## WHAT YOU WILL DO
1. In the Lufthansa article, set down the passage starting with "The executive board" and going on through "group is inevitable.", word for word.
2. Name every aircraft type mentioned in the Lufthansa article.

BEGIN PAGE TEXT

Published on : Thursday, April 9, 2020
Germany’s flag carrier Lufthansa recently decided to decommission six Airbus A380s, seven A340-600s and five Boeing 747-400s aircrafts permanently. The company has even planned to withdraw eleven Airbus A320s from short-haul operations.
The decision arrives in the wake of the COVID-19 pandemic as the airline plans to permanently change its structure. According to the airline, global travel restrictions would take several months to be completely lifted. Therefore, the global air travel demand would take years to return to pre-crisis normalcy. Airlines across the world have already started executing various changes according to the situation.
The executive board of the airline has decided to implement further extensive measures based on this evaluation to reduce the capacity of flight operations and long term administration. The effects of these on almost all flight operations across the group is inevitable.

END PAGE TEXT
BEGIN RECORDED DATA

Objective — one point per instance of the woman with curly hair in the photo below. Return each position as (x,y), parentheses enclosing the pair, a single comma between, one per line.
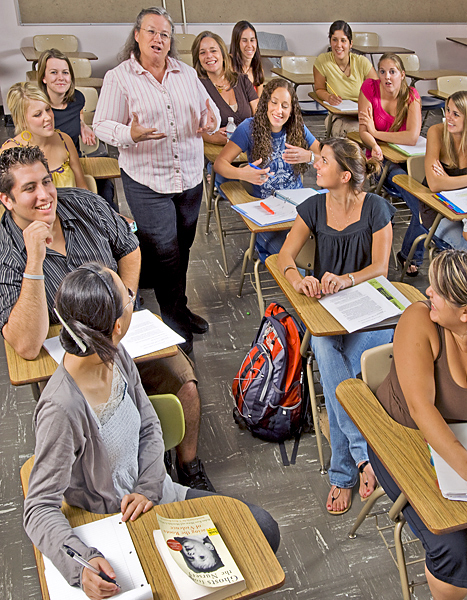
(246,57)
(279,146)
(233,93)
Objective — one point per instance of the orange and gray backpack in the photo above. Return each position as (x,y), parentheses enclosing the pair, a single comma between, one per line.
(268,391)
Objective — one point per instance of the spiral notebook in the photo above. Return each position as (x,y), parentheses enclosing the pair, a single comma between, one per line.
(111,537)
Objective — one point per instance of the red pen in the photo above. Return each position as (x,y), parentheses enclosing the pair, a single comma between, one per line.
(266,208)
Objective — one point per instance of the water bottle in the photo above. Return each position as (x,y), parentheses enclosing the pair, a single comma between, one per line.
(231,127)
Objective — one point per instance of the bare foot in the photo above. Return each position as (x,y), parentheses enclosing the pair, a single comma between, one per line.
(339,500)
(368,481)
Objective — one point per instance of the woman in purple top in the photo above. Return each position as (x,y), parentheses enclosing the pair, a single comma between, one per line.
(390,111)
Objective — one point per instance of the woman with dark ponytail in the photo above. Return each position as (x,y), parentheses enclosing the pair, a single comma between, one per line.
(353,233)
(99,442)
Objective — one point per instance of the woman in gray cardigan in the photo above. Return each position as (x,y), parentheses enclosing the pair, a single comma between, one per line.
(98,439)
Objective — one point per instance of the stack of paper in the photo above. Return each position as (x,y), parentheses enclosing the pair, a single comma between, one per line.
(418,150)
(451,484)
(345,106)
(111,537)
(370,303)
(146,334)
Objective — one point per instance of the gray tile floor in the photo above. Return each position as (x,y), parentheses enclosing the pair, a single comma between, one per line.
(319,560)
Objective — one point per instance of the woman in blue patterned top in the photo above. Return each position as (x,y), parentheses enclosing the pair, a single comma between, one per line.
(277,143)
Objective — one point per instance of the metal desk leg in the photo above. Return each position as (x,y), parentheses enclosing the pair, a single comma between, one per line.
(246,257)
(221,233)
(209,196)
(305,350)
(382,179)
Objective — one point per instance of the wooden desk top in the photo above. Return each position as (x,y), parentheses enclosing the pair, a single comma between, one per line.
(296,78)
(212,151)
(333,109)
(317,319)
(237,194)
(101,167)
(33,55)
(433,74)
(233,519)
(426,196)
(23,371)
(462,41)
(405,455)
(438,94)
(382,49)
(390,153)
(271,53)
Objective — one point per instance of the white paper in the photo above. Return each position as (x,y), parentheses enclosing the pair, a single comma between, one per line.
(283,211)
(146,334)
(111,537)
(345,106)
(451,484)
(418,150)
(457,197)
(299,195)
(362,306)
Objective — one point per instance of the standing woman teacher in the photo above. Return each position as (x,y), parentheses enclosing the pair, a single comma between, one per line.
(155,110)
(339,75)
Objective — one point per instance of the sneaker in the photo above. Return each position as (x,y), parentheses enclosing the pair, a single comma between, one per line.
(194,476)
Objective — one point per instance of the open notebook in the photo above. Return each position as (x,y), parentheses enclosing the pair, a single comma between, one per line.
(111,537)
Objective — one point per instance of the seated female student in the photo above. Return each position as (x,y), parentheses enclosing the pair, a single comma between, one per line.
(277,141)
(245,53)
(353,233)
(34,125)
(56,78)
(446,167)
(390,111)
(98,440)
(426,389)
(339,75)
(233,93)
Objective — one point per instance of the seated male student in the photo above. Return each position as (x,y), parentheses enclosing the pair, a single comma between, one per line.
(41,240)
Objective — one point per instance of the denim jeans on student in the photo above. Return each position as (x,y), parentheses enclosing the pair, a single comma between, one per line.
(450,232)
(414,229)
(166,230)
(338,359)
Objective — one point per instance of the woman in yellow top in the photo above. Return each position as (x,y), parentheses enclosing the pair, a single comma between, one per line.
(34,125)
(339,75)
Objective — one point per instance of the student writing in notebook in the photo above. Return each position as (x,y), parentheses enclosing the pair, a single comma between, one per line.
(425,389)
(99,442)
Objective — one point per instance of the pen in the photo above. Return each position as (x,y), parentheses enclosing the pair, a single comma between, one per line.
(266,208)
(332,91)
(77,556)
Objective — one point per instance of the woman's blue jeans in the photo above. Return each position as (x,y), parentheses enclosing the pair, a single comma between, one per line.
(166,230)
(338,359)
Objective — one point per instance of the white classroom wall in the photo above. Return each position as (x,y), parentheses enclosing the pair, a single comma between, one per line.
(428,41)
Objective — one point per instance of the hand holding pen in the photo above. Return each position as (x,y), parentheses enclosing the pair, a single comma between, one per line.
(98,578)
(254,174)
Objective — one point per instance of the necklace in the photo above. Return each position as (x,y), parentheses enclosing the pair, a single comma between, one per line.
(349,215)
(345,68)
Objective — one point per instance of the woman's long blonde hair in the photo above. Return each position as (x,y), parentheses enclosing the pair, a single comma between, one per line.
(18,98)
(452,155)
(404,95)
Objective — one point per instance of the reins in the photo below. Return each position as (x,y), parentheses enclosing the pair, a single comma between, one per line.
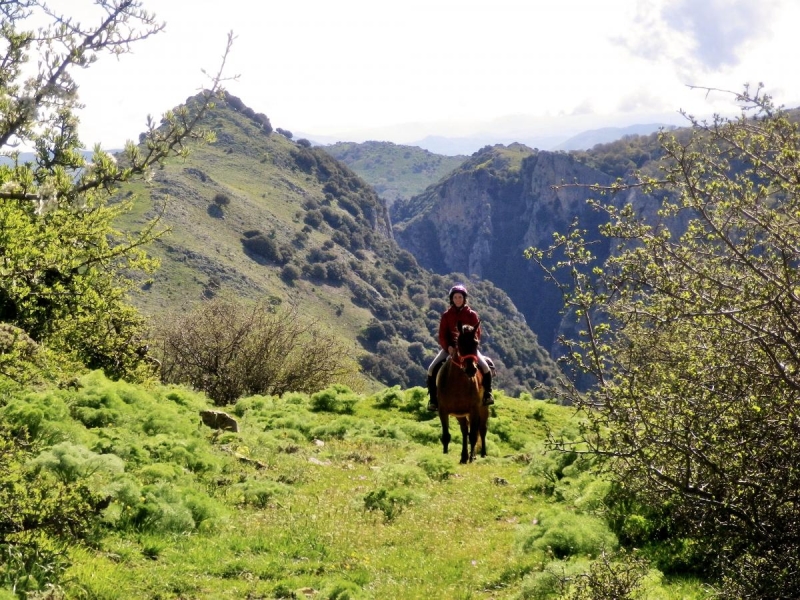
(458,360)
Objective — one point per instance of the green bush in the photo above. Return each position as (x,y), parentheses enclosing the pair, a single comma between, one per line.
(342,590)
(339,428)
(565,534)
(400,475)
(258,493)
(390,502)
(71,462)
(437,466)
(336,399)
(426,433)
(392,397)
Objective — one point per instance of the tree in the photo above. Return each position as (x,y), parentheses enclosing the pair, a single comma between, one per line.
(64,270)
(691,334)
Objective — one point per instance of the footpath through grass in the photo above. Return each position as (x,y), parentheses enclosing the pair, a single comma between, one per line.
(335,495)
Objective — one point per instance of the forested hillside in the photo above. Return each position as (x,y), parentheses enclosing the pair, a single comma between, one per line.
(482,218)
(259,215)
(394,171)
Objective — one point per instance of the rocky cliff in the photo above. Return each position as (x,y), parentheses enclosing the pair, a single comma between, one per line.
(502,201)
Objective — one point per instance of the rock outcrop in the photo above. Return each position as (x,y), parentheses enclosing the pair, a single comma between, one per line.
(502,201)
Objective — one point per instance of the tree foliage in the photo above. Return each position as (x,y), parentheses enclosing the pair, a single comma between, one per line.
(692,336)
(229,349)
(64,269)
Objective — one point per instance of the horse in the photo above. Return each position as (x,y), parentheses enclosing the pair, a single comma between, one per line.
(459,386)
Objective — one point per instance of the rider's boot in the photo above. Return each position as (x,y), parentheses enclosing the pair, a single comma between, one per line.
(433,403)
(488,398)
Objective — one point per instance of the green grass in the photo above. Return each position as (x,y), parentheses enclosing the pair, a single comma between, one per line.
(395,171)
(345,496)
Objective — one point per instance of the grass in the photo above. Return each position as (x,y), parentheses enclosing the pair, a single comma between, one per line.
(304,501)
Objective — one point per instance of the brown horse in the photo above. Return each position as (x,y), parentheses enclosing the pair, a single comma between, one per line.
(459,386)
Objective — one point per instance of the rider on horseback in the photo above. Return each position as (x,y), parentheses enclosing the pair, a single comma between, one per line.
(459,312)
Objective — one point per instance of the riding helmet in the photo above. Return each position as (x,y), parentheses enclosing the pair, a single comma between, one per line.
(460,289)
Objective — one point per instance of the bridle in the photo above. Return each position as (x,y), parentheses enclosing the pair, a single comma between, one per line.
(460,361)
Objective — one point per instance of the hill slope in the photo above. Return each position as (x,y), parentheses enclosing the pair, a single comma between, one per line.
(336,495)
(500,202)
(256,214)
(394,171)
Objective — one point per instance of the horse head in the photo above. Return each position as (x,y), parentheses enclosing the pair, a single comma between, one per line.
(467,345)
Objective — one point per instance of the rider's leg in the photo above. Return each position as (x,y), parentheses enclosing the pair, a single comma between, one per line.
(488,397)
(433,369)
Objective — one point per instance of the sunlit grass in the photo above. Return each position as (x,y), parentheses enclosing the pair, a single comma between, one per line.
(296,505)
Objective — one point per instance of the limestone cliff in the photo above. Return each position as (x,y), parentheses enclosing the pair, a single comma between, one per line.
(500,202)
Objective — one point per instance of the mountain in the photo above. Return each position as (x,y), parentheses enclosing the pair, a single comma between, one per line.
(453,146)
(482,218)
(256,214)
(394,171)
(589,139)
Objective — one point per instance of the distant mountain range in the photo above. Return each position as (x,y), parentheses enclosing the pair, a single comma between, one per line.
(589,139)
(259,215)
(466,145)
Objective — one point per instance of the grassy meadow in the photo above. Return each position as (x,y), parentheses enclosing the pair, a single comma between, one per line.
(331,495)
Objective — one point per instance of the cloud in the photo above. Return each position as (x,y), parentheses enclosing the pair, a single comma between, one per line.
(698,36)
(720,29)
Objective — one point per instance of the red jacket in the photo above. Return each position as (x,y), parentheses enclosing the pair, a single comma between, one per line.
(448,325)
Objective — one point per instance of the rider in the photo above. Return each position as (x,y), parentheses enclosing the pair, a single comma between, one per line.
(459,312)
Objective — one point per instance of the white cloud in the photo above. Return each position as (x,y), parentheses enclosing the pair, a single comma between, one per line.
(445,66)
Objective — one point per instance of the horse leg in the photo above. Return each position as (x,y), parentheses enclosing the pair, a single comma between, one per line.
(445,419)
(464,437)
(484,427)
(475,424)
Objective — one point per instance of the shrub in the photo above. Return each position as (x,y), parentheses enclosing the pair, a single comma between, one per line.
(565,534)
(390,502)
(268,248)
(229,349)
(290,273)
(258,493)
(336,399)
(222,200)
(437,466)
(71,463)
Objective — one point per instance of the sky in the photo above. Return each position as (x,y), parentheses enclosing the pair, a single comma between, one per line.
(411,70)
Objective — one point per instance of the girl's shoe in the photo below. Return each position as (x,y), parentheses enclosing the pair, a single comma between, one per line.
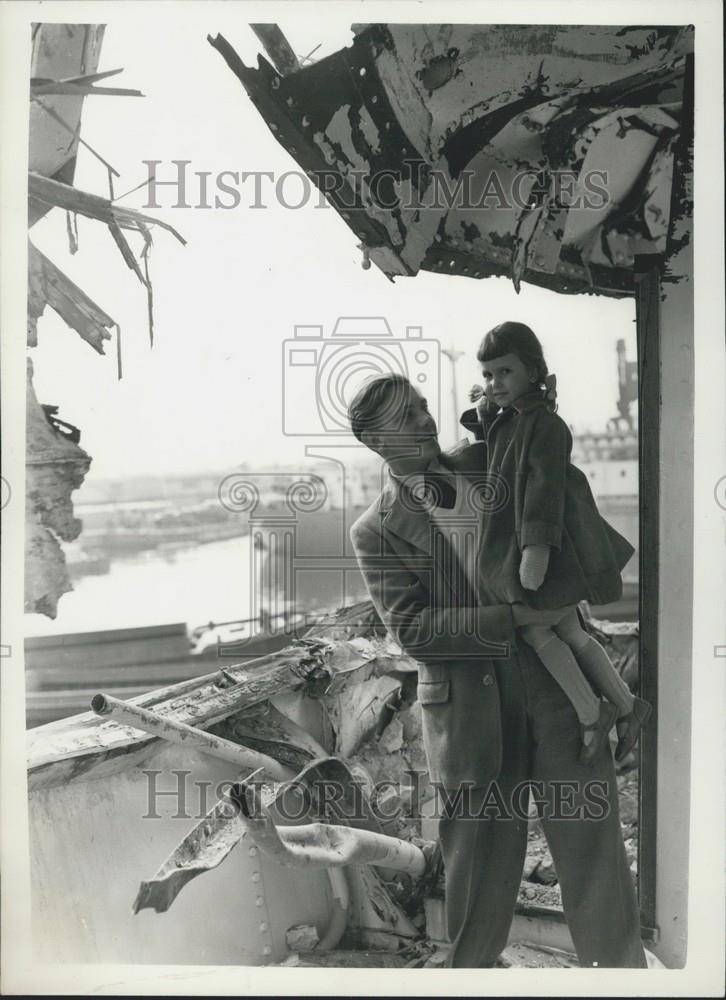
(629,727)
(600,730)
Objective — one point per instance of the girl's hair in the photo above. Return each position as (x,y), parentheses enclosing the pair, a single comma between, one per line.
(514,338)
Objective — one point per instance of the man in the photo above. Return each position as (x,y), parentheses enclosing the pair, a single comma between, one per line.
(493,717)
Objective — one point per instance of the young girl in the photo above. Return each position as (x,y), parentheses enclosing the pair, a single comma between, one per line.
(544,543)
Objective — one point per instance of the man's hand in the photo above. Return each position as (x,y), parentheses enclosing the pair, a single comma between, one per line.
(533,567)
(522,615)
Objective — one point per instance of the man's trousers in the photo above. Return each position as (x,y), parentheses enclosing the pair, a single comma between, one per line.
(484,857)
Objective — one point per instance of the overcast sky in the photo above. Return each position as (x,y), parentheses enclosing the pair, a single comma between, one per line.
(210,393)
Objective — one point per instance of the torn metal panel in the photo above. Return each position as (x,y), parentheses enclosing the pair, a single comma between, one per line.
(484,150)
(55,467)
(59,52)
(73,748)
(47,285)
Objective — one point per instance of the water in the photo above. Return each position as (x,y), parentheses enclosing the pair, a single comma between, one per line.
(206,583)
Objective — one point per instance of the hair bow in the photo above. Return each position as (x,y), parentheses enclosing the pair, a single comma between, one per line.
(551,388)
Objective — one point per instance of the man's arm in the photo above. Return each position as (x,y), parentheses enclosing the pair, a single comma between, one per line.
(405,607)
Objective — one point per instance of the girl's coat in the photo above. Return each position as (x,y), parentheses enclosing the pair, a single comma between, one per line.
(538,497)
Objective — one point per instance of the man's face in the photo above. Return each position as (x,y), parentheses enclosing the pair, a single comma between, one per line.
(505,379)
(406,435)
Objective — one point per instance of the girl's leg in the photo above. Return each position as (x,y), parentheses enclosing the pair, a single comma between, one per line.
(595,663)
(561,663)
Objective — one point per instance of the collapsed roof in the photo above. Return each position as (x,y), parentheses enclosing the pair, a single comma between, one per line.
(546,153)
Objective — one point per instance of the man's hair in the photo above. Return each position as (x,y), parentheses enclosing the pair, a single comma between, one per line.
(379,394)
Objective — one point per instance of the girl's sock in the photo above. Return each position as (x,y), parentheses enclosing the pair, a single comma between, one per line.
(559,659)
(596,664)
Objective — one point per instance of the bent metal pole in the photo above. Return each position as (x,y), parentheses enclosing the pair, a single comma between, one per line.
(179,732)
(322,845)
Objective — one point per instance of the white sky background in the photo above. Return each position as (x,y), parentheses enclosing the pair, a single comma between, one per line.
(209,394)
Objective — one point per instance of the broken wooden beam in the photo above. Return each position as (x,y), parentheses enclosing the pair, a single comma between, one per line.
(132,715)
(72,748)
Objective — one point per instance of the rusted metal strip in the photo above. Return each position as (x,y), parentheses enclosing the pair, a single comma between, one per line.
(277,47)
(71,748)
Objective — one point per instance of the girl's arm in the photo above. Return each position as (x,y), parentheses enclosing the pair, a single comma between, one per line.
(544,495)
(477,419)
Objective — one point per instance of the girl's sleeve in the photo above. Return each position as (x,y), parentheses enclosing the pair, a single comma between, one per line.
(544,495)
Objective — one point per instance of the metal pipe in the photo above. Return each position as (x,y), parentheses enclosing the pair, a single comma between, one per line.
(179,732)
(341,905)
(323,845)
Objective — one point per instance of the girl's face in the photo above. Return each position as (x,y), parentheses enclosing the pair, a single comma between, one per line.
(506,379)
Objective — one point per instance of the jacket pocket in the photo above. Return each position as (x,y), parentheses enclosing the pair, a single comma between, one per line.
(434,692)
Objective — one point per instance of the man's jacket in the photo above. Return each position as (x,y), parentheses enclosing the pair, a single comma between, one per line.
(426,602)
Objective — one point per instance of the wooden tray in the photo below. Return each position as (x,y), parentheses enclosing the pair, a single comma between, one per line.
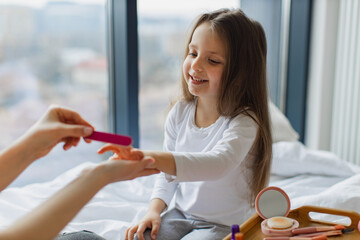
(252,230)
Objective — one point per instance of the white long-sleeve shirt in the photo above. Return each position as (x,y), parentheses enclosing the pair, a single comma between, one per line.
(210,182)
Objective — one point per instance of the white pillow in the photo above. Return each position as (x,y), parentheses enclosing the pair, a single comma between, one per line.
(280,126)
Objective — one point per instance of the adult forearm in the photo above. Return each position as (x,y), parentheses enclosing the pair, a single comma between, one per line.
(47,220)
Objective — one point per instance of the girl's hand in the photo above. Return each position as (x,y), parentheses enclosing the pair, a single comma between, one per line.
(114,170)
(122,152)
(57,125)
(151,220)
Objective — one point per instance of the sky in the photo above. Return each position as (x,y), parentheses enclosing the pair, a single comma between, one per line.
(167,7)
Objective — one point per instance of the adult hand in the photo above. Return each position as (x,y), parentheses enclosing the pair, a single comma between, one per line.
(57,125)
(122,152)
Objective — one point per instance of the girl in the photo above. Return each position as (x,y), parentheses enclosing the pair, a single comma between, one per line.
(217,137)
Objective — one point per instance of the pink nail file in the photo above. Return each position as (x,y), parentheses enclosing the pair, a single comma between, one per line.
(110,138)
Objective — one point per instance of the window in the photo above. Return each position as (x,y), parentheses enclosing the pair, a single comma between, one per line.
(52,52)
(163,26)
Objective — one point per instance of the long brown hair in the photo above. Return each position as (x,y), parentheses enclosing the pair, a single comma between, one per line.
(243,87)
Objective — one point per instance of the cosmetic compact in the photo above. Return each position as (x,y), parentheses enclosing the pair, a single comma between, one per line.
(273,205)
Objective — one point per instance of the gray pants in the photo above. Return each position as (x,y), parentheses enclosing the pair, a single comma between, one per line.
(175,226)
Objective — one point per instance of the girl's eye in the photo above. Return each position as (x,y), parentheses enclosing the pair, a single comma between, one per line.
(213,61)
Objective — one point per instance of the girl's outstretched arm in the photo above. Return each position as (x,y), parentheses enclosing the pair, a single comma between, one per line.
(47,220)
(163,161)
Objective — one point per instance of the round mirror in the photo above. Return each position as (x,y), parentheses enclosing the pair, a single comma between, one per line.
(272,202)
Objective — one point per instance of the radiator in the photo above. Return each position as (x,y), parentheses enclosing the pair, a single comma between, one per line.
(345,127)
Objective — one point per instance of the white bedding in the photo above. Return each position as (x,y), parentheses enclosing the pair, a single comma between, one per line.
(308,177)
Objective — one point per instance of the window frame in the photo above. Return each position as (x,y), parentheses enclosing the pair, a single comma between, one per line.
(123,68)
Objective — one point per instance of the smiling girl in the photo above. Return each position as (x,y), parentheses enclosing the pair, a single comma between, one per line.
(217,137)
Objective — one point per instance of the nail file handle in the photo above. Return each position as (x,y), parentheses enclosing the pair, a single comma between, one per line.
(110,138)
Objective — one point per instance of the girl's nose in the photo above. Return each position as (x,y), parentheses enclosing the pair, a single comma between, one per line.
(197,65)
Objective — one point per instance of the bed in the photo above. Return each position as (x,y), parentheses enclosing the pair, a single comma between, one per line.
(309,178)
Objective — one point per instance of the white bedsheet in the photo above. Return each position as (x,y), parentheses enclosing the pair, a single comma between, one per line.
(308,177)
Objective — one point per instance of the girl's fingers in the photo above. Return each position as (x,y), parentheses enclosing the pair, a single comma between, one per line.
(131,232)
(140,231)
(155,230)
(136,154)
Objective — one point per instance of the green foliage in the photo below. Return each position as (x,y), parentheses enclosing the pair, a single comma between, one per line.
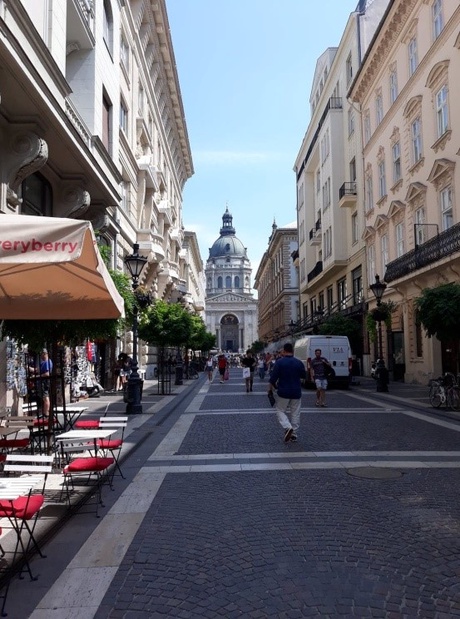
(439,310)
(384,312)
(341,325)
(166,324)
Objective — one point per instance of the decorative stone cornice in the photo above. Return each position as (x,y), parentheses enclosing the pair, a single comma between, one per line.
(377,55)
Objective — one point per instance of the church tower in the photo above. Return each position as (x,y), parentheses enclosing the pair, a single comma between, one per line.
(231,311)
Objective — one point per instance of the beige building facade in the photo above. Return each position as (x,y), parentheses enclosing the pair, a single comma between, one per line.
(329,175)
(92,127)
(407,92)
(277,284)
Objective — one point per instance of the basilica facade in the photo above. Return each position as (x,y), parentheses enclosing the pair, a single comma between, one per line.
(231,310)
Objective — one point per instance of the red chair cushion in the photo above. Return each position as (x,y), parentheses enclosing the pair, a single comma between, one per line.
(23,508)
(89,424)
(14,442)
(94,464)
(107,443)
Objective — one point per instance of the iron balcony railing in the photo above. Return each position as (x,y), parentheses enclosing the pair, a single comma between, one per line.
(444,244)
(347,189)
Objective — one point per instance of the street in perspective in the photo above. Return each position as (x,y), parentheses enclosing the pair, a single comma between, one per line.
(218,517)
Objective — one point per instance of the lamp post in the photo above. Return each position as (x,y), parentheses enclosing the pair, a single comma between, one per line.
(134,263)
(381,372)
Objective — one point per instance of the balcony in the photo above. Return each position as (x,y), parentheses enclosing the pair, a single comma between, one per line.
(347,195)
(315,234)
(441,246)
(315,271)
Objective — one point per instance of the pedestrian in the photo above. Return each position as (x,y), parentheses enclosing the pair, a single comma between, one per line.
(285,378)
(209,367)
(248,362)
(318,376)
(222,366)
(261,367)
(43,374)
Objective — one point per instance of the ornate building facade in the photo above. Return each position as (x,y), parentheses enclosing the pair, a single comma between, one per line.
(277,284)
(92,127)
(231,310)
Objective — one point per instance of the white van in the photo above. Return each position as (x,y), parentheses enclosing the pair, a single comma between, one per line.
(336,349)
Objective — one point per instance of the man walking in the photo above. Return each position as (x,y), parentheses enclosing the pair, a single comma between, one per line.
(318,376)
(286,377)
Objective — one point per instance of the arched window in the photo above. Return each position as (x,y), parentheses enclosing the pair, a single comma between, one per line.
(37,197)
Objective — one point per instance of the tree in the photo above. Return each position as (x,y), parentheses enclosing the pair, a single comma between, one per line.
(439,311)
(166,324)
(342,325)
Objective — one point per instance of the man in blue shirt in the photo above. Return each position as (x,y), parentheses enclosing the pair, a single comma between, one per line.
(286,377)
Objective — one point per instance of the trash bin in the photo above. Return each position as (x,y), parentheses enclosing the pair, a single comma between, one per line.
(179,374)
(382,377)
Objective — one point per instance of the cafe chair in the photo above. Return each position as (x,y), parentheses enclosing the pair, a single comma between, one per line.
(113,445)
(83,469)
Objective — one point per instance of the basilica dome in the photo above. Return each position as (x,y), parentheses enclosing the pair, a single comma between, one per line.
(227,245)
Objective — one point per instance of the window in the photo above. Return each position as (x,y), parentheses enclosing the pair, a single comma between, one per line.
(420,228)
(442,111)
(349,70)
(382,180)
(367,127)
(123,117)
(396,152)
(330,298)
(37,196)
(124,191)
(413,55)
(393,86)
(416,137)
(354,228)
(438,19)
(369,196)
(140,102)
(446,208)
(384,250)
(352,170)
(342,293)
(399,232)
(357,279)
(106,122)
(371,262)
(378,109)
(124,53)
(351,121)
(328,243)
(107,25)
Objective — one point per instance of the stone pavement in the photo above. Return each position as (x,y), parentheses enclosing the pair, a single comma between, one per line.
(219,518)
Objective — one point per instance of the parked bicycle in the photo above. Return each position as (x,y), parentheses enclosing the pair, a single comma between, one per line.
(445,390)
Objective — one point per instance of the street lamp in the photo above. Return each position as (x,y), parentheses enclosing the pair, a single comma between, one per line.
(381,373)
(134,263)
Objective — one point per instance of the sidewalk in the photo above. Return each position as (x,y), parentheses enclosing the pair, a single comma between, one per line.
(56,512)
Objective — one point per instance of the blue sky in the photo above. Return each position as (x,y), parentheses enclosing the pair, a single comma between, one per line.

END RECORDED DATA

## ANSWERS TO THE TASKS
1.
The executive board of the airline has decided to implement further extensive measures based on this evaluation to reduce the capacity of flight operations and long term administration. The effects of these on almost all flight operations across the group is inevitable.

2. Airbus A380, A340-600, Boeing 747-400, Airbus A320